• **Data lines**:
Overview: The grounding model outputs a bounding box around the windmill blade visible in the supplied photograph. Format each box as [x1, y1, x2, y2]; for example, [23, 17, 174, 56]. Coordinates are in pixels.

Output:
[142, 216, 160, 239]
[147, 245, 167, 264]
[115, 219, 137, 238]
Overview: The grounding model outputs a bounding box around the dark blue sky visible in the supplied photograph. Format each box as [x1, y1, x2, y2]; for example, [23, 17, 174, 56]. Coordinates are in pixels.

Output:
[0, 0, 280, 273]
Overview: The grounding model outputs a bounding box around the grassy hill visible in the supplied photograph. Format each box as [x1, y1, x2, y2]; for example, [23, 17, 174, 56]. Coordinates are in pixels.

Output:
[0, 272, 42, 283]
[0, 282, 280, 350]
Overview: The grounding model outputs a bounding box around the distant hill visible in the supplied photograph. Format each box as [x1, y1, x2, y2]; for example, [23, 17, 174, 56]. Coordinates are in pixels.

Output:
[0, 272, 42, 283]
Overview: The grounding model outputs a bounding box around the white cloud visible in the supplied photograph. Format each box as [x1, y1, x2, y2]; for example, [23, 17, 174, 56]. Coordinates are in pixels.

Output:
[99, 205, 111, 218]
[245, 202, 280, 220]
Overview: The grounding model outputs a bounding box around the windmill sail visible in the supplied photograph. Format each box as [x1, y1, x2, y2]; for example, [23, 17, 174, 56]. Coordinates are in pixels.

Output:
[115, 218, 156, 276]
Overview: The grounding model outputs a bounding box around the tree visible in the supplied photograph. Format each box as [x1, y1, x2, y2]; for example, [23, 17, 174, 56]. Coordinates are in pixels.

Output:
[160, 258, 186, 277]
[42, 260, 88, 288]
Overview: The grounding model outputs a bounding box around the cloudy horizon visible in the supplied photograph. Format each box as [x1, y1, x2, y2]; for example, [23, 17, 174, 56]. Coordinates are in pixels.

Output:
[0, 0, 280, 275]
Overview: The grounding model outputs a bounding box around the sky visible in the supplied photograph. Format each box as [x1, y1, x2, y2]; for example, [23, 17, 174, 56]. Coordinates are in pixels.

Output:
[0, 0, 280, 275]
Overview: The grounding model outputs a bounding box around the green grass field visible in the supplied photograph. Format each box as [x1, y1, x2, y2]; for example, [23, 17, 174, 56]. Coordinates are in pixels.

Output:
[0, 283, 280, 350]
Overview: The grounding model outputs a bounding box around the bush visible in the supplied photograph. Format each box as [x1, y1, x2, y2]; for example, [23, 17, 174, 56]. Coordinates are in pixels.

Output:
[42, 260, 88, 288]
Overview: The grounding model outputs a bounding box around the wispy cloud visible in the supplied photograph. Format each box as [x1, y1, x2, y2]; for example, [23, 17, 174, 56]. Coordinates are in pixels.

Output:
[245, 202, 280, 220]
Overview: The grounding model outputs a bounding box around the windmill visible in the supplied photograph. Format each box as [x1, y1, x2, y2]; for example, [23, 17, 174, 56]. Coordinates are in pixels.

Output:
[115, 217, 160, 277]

• **Instructions to follow**:
Rewrite all of the lines above, putting "localization system" wherever "grounding model" appears and leaving everything else untouched.

• **Task solution**:
Overview: The localization system outputs a bounding box around the windmill blade visible in the supplied photograph. Format each box as [x1, y1, x2, y2]; for example, [23, 17, 174, 56]. Coordinates are in pixels.

Output:
[142, 216, 160, 239]
[147, 245, 167, 264]
[115, 219, 137, 238]
Overview: The localization system outputs a bounding box around the dark blue sky visible in the supplied photograph. Format each box as [x1, y1, x2, y2]; for example, [23, 17, 174, 56]. Coordinates are in pixels.

Output:
[0, 0, 280, 273]
Overview: The localization system outputs a bounding box around the grassy hill visible in the supplied photograph. Format each box as [x1, y1, x2, y2]; for example, [23, 17, 174, 56]. Coordinates are in pixels.

Output:
[0, 272, 42, 283]
[0, 282, 280, 350]
Overview: The localization system outputs a bounding box around the distant hill visible in the supplied photograph. Format each box as [x1, y1, x2, y2]; for example, [23, 17, 174, 56]. Coordinates are in pixels.

Output:
[0, 272, 42, 283]
Overview: The localization system outputs a bounding box around the white cloud visible in the supplied photograph. Format each box as [x1, y1, x2, y2]; for example, [23, 17, 174, 56]. Coordinates are in pixels.

Output:
[99, 205, 111, 218]
[245, 202, 280, 220]
Overview: The localization system outputs a bounding box around the windmill sail visible in the supplied photograph. Format each box as [x1, y1, x2, y2]; for example, [23, 17, 174, 56]. Coordinates are in pixels.

Output:
[115, 218, 156, 276]
Overview: The localization system outputs a bounding box around the tree visible in the supplied photograph. Format each box as [x1, y1, x2, y2]; for example, [23, 17, 174, 56]. Coordinates are in pixels.

Output:
[160, 258, 186, 277]
[42, 260, 88, 288]
Overview: The localization system outputs a bounding box around the cloudy horizon visible in the supplied photograph. Format each box as [x1, y1, x2, y2]; for example, [23, 17, 174, 56]. Coordinates are in pixels.

Output:
[0, 0, 280, 275]
Overview: The localization system outputs a bounding box around the sky visible in the supplied photograph. Format each box as [x1, y1, x2, y2]; for example, [23, 17, 174, 56]. Coordinates are in pixels.

Output:
[0, 0, 280, 275]
Overview: The localization system outputs a bounding box around the green grass field visible in the supplied photograph. Format each box as [x1, y1, x2, y2]; for example, [23, 17, 174, 56]. Coordinates are in pixels.

Output:
[0, 283, 280, 350]
Overview: The localization system outputs a bounding box around the bush visible in the supplied photograph. Format each box as [x1, y1, x2, y2]; for example, [23, 17, 174, 56]. Coordinates are in pixels.

Output:
[42, 260, 88, 288]
Overview: The localization system outputs a bounding box around the wispy cloud visible in the supplied photograph. Format each box as [x1, y1, x2, y2]; for example, [23, 17, 174, 56]. Coordinates are in pixels.

Output:
[245, 202, 280, 220]
Overview: The localization system outputs a bounding box around the windmill visible in the supplied photograph. Format each box as [x1, y1, x2, y2]; for example, [23, 17, 174, 56]. Coordinates are in pixels.

Output:
[115, 217, 160, 277]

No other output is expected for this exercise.